#### [Aim of the exercise]
Reproduce verbatim only the part of the lines below that opens with the line containing "Reviewing annotations for the dirt" and closes with the line containing "86,283,115,324", both of those lines included.

#### [Material for this task]
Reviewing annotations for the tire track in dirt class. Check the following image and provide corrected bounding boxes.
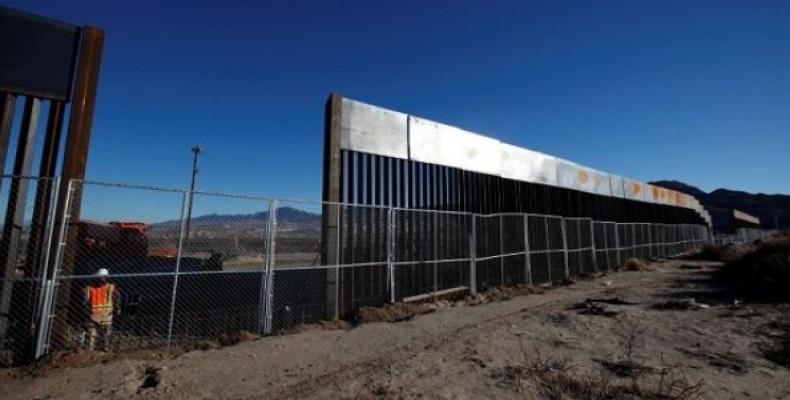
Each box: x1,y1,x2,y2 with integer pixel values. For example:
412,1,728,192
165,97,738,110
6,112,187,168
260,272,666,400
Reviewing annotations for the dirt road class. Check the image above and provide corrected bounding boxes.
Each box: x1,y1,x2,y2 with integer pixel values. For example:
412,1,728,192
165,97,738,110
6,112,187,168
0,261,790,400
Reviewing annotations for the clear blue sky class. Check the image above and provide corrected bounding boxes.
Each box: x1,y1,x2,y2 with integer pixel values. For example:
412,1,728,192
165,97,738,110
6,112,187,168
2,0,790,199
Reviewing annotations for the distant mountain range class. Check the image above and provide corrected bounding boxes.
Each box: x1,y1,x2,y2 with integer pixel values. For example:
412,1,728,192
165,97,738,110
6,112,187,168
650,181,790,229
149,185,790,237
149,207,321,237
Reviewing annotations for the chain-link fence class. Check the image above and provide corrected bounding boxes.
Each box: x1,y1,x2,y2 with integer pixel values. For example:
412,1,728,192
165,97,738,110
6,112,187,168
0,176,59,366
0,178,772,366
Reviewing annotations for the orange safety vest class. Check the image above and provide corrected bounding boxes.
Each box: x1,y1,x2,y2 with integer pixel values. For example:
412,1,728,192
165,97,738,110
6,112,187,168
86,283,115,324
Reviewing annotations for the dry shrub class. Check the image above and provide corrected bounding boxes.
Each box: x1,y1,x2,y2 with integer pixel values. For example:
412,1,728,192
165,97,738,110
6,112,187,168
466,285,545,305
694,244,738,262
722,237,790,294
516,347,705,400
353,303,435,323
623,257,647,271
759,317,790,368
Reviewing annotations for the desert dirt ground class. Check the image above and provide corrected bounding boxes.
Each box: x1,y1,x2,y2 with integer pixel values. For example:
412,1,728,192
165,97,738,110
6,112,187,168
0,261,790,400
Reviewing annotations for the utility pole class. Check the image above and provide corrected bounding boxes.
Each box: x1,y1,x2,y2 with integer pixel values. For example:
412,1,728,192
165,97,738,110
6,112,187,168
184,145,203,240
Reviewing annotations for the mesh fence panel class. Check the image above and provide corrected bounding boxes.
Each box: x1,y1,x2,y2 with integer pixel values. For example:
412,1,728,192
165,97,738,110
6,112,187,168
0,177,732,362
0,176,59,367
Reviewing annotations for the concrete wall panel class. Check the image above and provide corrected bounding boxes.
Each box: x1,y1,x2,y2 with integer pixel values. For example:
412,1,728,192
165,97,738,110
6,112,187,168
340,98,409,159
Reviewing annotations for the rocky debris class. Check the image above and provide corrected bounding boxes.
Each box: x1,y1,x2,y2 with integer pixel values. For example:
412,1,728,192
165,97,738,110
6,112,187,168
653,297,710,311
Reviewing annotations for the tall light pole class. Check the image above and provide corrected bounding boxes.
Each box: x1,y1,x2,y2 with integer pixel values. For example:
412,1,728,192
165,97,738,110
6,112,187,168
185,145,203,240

...

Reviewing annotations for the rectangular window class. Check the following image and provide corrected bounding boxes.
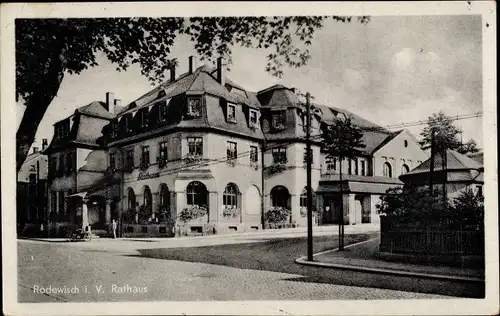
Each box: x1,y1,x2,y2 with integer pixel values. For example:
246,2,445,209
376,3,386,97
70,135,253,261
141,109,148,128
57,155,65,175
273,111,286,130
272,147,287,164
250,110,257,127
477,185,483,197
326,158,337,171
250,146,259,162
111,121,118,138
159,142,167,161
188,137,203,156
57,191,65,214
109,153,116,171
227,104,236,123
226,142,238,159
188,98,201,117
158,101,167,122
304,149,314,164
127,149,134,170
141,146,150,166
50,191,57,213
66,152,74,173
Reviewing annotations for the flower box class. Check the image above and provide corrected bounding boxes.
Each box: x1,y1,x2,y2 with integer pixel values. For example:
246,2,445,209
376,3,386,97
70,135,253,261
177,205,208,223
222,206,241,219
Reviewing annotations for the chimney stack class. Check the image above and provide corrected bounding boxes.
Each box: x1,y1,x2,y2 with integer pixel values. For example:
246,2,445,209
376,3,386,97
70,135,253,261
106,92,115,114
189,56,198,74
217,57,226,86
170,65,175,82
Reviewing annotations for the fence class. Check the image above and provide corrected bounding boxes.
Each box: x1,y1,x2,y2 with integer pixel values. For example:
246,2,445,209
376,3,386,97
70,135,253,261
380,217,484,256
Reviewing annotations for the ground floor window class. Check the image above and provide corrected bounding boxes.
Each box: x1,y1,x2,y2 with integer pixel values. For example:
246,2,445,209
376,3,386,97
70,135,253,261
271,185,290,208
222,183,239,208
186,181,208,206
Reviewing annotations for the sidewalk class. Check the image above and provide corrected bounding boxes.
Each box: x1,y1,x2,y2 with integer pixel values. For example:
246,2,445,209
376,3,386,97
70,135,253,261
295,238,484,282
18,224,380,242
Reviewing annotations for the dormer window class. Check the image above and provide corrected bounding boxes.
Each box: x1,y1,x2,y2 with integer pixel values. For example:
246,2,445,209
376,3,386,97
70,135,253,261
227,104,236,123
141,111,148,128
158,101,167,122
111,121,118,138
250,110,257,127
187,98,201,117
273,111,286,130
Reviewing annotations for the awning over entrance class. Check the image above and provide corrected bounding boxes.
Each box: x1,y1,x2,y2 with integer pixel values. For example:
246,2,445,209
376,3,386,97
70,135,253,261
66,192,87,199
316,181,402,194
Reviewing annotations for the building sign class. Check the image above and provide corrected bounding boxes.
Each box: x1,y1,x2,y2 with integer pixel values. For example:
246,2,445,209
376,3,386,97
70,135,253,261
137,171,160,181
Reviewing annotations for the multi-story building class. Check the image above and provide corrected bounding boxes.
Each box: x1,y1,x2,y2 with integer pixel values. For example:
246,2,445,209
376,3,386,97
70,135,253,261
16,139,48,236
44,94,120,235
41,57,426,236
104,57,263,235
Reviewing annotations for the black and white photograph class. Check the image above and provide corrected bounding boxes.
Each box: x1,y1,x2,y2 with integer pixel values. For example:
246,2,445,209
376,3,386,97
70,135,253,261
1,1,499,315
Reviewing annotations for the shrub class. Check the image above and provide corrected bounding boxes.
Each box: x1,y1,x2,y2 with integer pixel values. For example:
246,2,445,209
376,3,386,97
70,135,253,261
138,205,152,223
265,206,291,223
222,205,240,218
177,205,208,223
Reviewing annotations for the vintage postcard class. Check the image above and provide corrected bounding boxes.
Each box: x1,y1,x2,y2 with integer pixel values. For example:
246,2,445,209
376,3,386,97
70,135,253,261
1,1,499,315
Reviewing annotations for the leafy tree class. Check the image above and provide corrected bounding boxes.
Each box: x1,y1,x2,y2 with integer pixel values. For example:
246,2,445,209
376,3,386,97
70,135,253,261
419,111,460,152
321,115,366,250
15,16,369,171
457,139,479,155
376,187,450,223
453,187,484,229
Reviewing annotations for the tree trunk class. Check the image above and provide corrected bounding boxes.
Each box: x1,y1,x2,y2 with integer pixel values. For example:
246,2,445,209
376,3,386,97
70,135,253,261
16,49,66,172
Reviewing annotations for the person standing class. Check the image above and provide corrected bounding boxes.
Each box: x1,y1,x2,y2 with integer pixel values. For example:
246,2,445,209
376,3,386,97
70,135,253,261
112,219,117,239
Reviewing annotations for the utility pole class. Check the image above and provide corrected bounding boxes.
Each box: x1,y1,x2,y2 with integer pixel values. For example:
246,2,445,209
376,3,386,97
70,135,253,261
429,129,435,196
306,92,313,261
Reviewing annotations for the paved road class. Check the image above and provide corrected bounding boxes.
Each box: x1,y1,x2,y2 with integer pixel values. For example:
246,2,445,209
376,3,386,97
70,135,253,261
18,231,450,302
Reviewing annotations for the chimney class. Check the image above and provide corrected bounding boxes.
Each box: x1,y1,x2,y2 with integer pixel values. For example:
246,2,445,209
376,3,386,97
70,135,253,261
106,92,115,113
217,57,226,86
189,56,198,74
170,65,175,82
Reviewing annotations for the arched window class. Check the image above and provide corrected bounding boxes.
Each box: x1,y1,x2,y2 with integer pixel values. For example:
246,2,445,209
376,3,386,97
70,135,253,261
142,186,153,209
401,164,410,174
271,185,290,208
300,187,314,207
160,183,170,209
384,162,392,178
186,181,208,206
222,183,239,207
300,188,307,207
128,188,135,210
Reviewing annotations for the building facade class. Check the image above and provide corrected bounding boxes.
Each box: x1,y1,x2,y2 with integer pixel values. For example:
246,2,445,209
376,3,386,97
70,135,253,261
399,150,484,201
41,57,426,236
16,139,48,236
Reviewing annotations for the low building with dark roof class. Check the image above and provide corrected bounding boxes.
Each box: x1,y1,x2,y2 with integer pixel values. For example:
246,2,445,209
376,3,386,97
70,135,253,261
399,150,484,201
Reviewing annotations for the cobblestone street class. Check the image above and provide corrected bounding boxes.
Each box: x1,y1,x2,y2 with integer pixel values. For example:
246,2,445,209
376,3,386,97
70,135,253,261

==

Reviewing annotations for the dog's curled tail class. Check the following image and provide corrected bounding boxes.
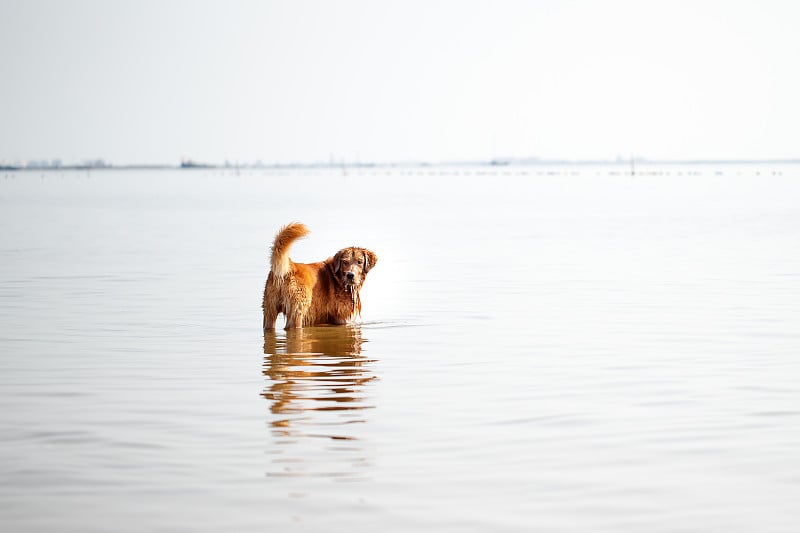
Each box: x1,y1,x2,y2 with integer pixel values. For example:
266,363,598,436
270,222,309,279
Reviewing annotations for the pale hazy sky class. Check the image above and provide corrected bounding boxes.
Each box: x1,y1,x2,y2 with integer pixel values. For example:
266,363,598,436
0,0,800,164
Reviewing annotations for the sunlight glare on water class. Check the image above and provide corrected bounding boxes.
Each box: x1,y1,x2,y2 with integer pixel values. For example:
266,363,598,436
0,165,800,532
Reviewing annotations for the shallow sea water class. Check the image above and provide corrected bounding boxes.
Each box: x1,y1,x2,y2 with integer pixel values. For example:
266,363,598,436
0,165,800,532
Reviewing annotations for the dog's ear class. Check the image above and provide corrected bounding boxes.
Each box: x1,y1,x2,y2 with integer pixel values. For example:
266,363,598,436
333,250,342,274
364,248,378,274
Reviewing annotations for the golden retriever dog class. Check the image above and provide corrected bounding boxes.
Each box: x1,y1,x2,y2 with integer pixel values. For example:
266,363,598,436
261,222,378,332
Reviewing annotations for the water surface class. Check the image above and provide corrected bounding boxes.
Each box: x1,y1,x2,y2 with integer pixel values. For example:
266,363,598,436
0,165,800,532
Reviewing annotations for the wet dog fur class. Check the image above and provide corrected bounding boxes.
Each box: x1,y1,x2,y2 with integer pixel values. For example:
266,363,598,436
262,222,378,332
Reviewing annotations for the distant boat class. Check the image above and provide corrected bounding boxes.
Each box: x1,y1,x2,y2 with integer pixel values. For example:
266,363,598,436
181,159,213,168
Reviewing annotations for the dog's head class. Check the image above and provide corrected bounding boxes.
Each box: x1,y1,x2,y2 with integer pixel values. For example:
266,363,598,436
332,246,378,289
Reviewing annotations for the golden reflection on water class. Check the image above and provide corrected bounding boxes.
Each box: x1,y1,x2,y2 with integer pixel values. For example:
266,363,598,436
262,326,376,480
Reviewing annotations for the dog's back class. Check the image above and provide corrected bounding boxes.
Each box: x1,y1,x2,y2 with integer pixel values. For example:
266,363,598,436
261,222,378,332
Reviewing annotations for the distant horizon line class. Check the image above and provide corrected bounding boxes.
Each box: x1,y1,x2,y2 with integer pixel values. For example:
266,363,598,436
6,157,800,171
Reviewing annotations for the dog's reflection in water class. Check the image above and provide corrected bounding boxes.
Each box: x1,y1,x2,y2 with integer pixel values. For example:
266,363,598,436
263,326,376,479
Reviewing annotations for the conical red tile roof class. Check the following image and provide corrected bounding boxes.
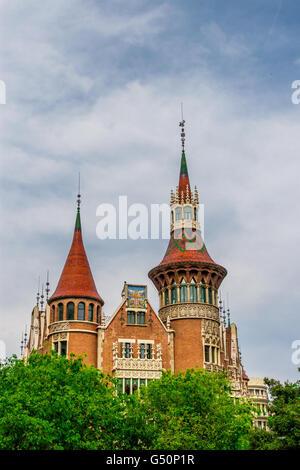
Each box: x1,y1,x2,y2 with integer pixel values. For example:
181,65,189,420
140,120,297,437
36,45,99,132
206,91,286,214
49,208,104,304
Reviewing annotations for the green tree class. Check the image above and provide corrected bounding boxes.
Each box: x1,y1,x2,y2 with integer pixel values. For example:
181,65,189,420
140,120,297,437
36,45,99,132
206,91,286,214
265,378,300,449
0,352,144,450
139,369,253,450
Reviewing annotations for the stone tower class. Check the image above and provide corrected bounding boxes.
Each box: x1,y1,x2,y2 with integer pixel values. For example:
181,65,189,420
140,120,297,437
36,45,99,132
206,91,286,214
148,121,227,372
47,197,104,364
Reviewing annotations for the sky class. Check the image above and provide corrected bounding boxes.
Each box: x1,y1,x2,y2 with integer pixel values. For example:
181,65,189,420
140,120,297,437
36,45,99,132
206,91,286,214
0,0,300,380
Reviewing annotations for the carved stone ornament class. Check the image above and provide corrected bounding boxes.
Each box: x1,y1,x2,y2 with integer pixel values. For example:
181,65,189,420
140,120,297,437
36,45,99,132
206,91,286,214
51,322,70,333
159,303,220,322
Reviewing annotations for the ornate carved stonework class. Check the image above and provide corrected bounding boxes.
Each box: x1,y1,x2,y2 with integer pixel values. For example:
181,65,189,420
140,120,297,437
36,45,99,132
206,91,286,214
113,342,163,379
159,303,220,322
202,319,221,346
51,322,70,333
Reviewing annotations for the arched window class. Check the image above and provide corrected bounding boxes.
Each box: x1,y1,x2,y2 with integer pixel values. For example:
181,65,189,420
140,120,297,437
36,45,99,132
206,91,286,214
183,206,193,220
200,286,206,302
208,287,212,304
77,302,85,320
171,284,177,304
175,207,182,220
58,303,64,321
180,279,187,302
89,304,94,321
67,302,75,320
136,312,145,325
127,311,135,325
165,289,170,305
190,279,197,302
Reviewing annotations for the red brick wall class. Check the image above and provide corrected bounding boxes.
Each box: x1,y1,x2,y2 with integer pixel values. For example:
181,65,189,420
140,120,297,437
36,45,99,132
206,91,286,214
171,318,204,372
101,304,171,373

#### [In response]
Reviewing annotations for the dirt road class. Check the image above and provide corrected bounding boxes.
Each box: x1,y1,x2,y2 with integer pixel values. For example:
412,1,728,192
165,97,738,110
6,112,187,168
0,261,790,400
Reviewing annotations for the clear blue sky class. Check the image above and provide corrected bounding boxes.
Each box: x1,y1,x2,y2 with integer pixel values. For example:
412,1,728,192
165,97,738,110
6,112,187,168
2,0,790,199
Reviewing annotations for the distant mountain range class. Check the image above and provide corrected bounding boxes.
Each box: x1,y1,x2,y2 with integer pixel values. For example:
412,1,728,192
165,97,738,110
6,112,187,168
650,181,790,229
149,185,790,237
149,207,321,237
Reviewing annotations for the chain-link fence class. Check the image above and provide corrected bounding boxes.
Each box: x1,y1,x2,y2 with integer pixel values. For example:
412,1,728,192
165,97,738,110
6,112,187,168
0,176,59,366
0,178,772,366
Reviewing annotations for the orange safety vest class. Check the image above and provide corrected bounding boxes.
Each box: x1,y1,x2,y2 with integer pixel values. For example:
412,1,728,192
165,97,738,110
6,112,187,168
86,283,115,324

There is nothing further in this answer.